> [Page text]
Start
We need consumer protection laws that protect against functional regressions like this -- if a widget could do X when I bought it, it should keep doing X for the life of the product and I shouldn't have to "agree" to an updated license for it to be able to keep doing X.
Or even updates that introduce new, undesired functionality. When I bought my PS4 (at launch), the section of the UI for video apps was pleasant and straightforward. It had the various video apps I had installed and that was it. Fast forward several years, and Sony updated the UI to prioritize showing apps that they wanted you to use (whether you had installed them or not), and even showed ads for movies and such.
I don't think it's asking too much to not make my product worse after I buy it, and I think we need legislation to prevent companies from doing that. I'm not sure what that would look like, and the government is bought and paid for by those same companies, so it's unlikely we will see that. But we do need it.
How can such law be written and how can a lawyer litigate that in court? The way you've phrased it is very subjective. What is an objective measure that a court can use to determine the percentage of quality drop in a product against a timeline?
> Easy, mandate that any UI changes be revertable for the life of the product, or until the company goes bankrupt
I'm aware people are annoyed with big UI overhauls that seemingly do nothing, but I don't think you understand what it would take to support what you wrote. You're describing something that gets exponentially harder to maintain as a product ages. It's completely prohibitive to small businesses. How many UI changes do you think are made in a year for a young product? One that is constantly getting calls from clients to add this or that? Should a company support 100 different versions of their app?
I understand a small handful of companies occasionally allow you to use old UI, but those are cases where the functionality hasn't changed much. If you were to actually mandate this, it would make a lot of UIs worse, not better.
End
> [Records provided]
Start
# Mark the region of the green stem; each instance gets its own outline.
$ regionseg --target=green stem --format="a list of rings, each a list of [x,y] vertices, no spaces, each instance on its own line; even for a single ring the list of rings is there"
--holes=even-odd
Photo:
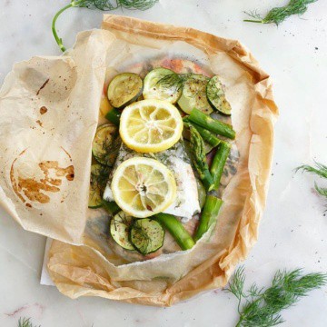
[[[219,189],[220,181],[223,173],[223,167],[226,164],[226,160],[231,152],[231,144],[226,142],[222,142],[218,145],[217,152],[213,157],[213,164],[210,167],[210,173],[213,178],[213,190],[217,191]]]
[[[213,195],[208,195],[200,218],[199,226],[195,232],[194,241],[198,241],[216,221],[223,200]]]
[[[182,223],[173,215],[157,213],[151,218],[160,223],[172,234],[182,250],[189,250],[194,246],[193,239],[184,229]]]
[[[243,22],[264,24],[263,20],[243,19]]]
[[[57,43],[57,45],[60,47],[60,50],[62,52],[64,52],[66,50],[66,48],[64,47],[64,45],[63,45],[63,39],[60,38],[58,36],[58,34],[56,32],[55,29],[55,23],[58,19],[58,17],[60,16],[61,14],[63,14],[65,10],[72,8],[74,6],[77,6],[81,2],[83,2],[84,0],[79,0],[79,1],[72,1],[69,5],[65,5],[64,7],[61,8],[55,15],[52,21],[52,31],[53,31],[53,35],[54,36],[55,42]]]
[[[193,109],[188,119],[194,124],[197,124],[201,127],[217,134],[222,136],[228,137],[233,140],[236,136],[235,131],[232,125],[220,122],[219,120],[213,119],[209,115],[203,114],[200,110]]]
[[[110,110],[108,112],[108,114],[105,115],[105,118],[113,123],[114,124],[115,124],[116,126],[119,126],[119,123],[120,123],[120,116],[122,114],[122,112],[119,111],[116,108],[113,108],[112,110]]]
[[[186,119],[184,118],[183,121],[189,123],[189,120],[187,118]],[[193,125],[199,132],[199,134],[202,136],[203,141],[206,142],[208,144],[215,147],[221,143],[221,140],[216,135],[214,135],[214,134],[211,133],[210,131],[204,129],[203,127],[201,127],[200,125],[194,123],[193,123]]]
[[[112,215],[114,215],[115,213],[117,213],[119,211],[121,211],[121,208],[117,205],[117,203],[114,201],[112,202],[108,202],[105,200],[102,201],[102,204],[103,204],[103,208],[109,213]]]

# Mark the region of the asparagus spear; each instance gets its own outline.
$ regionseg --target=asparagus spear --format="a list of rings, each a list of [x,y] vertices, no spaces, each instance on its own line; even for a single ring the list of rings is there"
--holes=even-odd
[[[183,121],[186,124],[190,123],[190,120],[187,117],[183,118]],[[221,143],[221,140],[214,134],[211,133],[210,131],[206,130],[203,127],[201,127],[200,125],[198,125],[196,124],[193,123],[192,124],[199,132],[199,134],[202,136],[202,138],[203,139],[203,141],[206,142],[207,144],[209,144],[210,145],[213,145],[213,147],[215,147]]]
[[[210,167],[210,173],[213,178],[213,190],[218,190],[220,181],[223,175],[223,167],[226,164],[226,160],[231,152],[231,144],[227,142],[222,141],[218,145],[217,152],[213,157],[213,164]]]
[[[200,218],[199,226],[195,232],[194,241],[201,239],[210,226],[215,222],[219,210],[223,204],[223,200],[213,195],[208,195],[205,200],[204,207]]]
[[[174,238],[182,250],[189,250],[195,244],[193,239],[187,233],[182,223],[173,215],[168,213],[157,213],[151,217],[160,223]]]
[[[213,187],[213,179],[209,172],[209,166],[206,162],[204,142],[199,132],[189,124],[191,133],[192,161],[199,173],[200,179],[207,191]]]
[[[225,136],[233,140],[236,136],[235,131],[230,124],[213,119],[195,108],[192,110],[188,119],[192,123],[194,123],[201,127],[203,127],[204,129],[219,135]]]

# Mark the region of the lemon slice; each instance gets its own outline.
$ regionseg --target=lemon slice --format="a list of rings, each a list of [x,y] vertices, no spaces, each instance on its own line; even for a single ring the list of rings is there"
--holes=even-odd
[[[157,153],[169,149],[181,138],[183,120],[177,108],[166,101],[143,100],[123,111],[119,134],[131,149]]]
[[[115,170],[111,184],[115,203],[126,213],[145,218],[162,213],[176,198],[172,172],[155,159],[134,157]]]

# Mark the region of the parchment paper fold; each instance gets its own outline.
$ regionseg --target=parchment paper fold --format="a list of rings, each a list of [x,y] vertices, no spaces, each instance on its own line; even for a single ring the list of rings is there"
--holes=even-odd
[[[257,239],[277,107],[269,75],[239,42],[105,15],[62,57],[15,64],[0,91],[0,203],[25,229],[57,241],[48,271],[63,293],[172,305],[226,284]],[[87,210],[91,144],[108,71],[156,57],[195,61],[226,86],[237,173],[216,226],[191,251],[127,263],[108,245],[104,213]]]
End
> [Instruction] Reproduce word for word the passage of the consumer protection discussion above that begins at the words "We need consumer" and stops after the words "keep doing X.".

> [Full solution]
We need consumer protection laws that protect against functional regressions like this -- if a widget could do X when I bought it, it should keep doing X for the life of the product and I shouldn't have to "agree" to an updated license for it to be able to keep doing X.